* _Work request_
Go through the listing below and output exactly the line with "windshield, pixel coordinates like this sample", the line with "# place a dot on each instance of the black", and each line between; omit the rest.

━━ Record extracts ━━

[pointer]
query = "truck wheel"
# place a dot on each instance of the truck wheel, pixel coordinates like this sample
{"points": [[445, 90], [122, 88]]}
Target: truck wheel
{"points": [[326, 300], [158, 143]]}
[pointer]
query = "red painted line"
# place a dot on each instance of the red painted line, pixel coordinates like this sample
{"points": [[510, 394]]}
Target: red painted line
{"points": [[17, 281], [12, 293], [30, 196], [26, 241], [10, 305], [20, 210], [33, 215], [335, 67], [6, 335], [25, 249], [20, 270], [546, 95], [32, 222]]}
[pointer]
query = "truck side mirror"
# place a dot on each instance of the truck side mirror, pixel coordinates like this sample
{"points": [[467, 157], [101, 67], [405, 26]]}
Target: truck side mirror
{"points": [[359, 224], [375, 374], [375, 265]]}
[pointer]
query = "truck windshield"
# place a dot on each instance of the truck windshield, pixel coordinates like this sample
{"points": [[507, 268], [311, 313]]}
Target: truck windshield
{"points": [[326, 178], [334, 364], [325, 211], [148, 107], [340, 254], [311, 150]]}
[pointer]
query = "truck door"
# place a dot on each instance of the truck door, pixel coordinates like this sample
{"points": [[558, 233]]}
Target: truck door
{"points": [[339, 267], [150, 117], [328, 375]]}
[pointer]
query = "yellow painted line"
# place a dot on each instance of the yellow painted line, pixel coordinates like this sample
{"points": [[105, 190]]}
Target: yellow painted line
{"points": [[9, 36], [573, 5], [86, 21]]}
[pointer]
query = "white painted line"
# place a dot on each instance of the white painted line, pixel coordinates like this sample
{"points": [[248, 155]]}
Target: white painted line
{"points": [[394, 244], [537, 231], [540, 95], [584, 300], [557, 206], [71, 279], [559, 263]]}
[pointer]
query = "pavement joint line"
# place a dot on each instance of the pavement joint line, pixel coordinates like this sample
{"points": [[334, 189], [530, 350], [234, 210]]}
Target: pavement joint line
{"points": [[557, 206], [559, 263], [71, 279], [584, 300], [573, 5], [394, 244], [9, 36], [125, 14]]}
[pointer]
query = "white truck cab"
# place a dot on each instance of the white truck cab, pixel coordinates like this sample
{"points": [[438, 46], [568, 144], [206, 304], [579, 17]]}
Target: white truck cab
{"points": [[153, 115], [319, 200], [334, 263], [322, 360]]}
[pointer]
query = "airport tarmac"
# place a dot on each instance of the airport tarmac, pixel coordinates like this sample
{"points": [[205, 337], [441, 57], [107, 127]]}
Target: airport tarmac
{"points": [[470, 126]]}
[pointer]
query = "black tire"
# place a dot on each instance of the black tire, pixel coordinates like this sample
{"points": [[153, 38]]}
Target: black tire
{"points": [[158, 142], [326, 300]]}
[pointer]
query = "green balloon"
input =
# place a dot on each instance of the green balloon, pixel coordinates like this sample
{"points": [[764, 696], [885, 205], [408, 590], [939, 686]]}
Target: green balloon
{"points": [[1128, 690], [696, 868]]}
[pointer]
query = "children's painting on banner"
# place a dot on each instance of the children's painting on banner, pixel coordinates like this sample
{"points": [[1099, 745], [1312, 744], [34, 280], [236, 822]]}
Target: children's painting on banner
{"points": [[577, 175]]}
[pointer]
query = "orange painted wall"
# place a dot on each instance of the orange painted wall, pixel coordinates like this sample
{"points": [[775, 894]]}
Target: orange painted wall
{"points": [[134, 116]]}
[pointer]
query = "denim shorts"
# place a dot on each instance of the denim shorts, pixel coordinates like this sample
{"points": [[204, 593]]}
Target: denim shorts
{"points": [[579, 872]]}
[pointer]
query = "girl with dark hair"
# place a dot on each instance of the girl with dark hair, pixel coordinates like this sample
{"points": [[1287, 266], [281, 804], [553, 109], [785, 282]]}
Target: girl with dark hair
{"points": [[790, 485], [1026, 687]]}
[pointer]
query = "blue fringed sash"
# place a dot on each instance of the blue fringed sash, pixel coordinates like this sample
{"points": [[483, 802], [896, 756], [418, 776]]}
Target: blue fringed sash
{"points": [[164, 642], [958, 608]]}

━━━

* _Reply_
# place a dot on each instance of the truck windshield, pixel coordinates like this sample
{"points": [[507, 268], [311, 313]]}
Target: truck windshield
{"points": [[326, 178], [334, 364], [325, 211], [148, 107], [340, 254], [311, 150]]}
[pointer]
query = "truck door"
# place a dot on each instance of the truck door, pixel coordinates like this sample
{"points": [[558, 233]]}
Target: truck door
{"points": [[339, 267], [150, 117], [328, 375]]}
[pointer]
query = "yellow painted line"
# place a dot on each instance of the yellow painted line, pixel coordinates like this sample
{"points": [[105, 190]]}
Target: yellow painted line
{"points": [[9, 36], [573, 5], [86, 21]]}
[pointer]
query = "white painted line"
# place a dot on each instance of the white painted line, pixel coordinates like this sample
{"points": [[248, 155]]}
Target: white painted line
{"points": [[394, 244], [537, 231], [540, 95], [584, 300], [557, 206], [71, 279], [559, 263]]}
[pointer]
query = "pavement joint line"
# place a dot on each instance of the pavement joint line, pixel coordinates like this sample
{"points": [[334, 189], [530, 350], [234, 210]]}
Target: pavement joint line
{"points": [[557, 206], [559, 263], [71, 279], [584, 300], [573, 5], [394, 244], [9, 36], [125, 14]]}
[pointer]
query = "white truck cab"
# place a dot on each instance of the white truck cab, pixel coordinates like this sample
{"points": [[438, 46], [568, 144], [206, 304], [579, 17]]}
Target: white truck cab
{"points": [[153, 115], [319, 200], [334, 263], [322, 360]]}
[pointer]
query = "airport tarmac"
# place a dot on each instance of the airport tarmac, pixel coordinates like this sample
{"points": [[205, 337], [441, 57], [107, 127]]}
Target: airport tarmac
{"points": [[470, 126]]}
[pointer]
query = "black tire"
# place a dot on each instance of the black tire, pixel coordinates like this sample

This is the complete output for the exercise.